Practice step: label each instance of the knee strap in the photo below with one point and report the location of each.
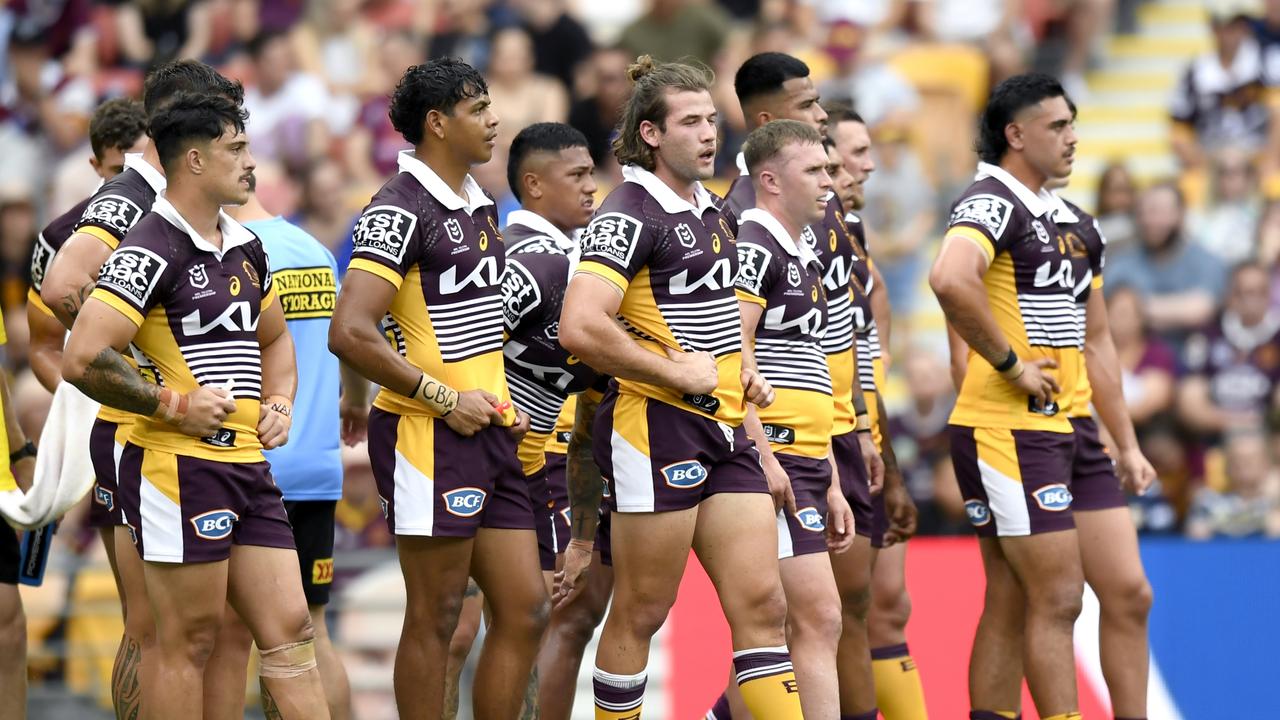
(287, 660)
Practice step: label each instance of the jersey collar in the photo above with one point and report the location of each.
(542, 224)
(233, 233)
(667, 197)
(154, 177)
(476, 196)
(799, 250)
(1036, 204)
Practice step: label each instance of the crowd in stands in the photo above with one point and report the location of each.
(1192, 260)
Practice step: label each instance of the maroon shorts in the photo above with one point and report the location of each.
(1095, 484)
(803, 533)
(854, 482)
(658, 458)
(1014, 482)
(434, 482)
(105, 442)
(183, 509)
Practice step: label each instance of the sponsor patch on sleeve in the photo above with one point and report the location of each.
(990, 212)
(114, 213)
(384, 231)
(132, 273)
(753, 261)
(612, 236)
(520, 292)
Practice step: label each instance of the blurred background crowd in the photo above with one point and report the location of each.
(1179, 158)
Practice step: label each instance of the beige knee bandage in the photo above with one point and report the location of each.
(287, 660)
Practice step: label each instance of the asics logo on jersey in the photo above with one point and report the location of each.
(810, 519)
(465, 502)
(485, 274)
(133, 272)
(613, 236)
(720, 277)
(1055, 497)
(977, 511)
(384, 229)
(237, 317)
(215, 524)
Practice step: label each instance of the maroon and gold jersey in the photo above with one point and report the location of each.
(1031, 286)
(444, 255)
(675, 265)
(784, 277)
(196, 308)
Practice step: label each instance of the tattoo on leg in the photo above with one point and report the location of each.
(126, 688)
(270, 710)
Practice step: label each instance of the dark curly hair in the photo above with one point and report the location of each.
(437, 85)
(186, 76)
(1008, 99)
(117, 123)
(190, 118)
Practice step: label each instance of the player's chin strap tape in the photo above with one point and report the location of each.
(287, 661)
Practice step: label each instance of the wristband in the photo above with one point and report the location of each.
(172, 408)
(23, 452)
(437, 396)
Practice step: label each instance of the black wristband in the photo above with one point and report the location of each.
(24, 451)
(1010, 360)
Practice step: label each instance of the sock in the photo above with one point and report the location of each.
(617, 697)
(768, 682)
(897, 683)
(721, 710)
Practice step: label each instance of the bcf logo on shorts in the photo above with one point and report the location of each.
(1054, 497)
(978, 513)
(464, 502)
(215, 524)
(684, 475)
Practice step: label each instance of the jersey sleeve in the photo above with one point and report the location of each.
(132, 281)
(757, 272)
(382, 242)
(983, 219)
(109, 217)
(615, 247)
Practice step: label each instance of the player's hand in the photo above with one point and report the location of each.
(695, 372)
(208, 408)
(355, 420)
(900, 511)
(571, 579)
(1136, 472)
(274, 419)
(780, 484)
(873, 461)
(840, 520)
(757, 390)
(1036, 382)
(475, 411)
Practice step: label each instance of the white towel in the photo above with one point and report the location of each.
(63, 470)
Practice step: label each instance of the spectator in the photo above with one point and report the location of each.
(677, 28)
(522, 96)
(1116, 204)
(1233, 367)
(561, 44)
(1220, 100)
(152, 32)
(1251, 506)
(900, 218)
(1229, 227)
(373, 144)
(1180, 282)
(288, 110)
(336, 42)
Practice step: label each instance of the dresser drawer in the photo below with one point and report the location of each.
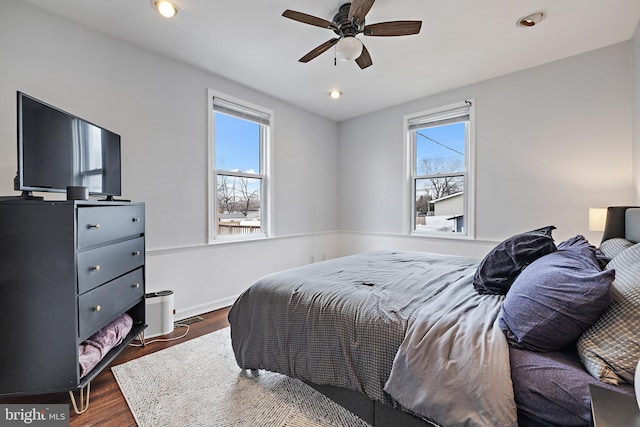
(98, 266)
(103, 304)
(101, 224)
----
What to do. Print everything from the line containing "Practice step: label each instance of the jersey sleeve" down to the end of the items, inclusive, without any change. Leave the pictures out.

Output for this exercise.
Practice step: label each instance of the jersey sleeve in the photo above with one point and report the location of each.
(132, 281)
(757, 272)
(382, 242)
(983, 219)
(109, 217)
(615, 247)
Practice step: label each instance of the player's hand in the photo above with one point and report the location of each.
(695, 372)
(208, 408)
(355, 420)
(900, 511)
(571, 579)
(1136, 472)
(274, 419)
(780, 484)
(873, 461)
(840, 520)
(757, 390)
(1036, 382)
(475, 411)
Practice step: label each instance of the white towel in the photo above with one point and report the location of each.
(63, 470)
Practice step: label each instance of the spectator in the photo above with one point and report the location of each.
(677, 28)
(522, 96)
(1116, 204)
(1233, 367)
(561, 44)
(1220, 100)
(152, 32)
(1251, 506)
(900, 218)
(1229, 227)
(373, 144)
(1180, 282)
(288, 110)
(336, 42)
Practice step: label each instance of the dresser drawer in the photo below with one point and report the location of each.
(98, 266)
(103, 304)
(101, 224)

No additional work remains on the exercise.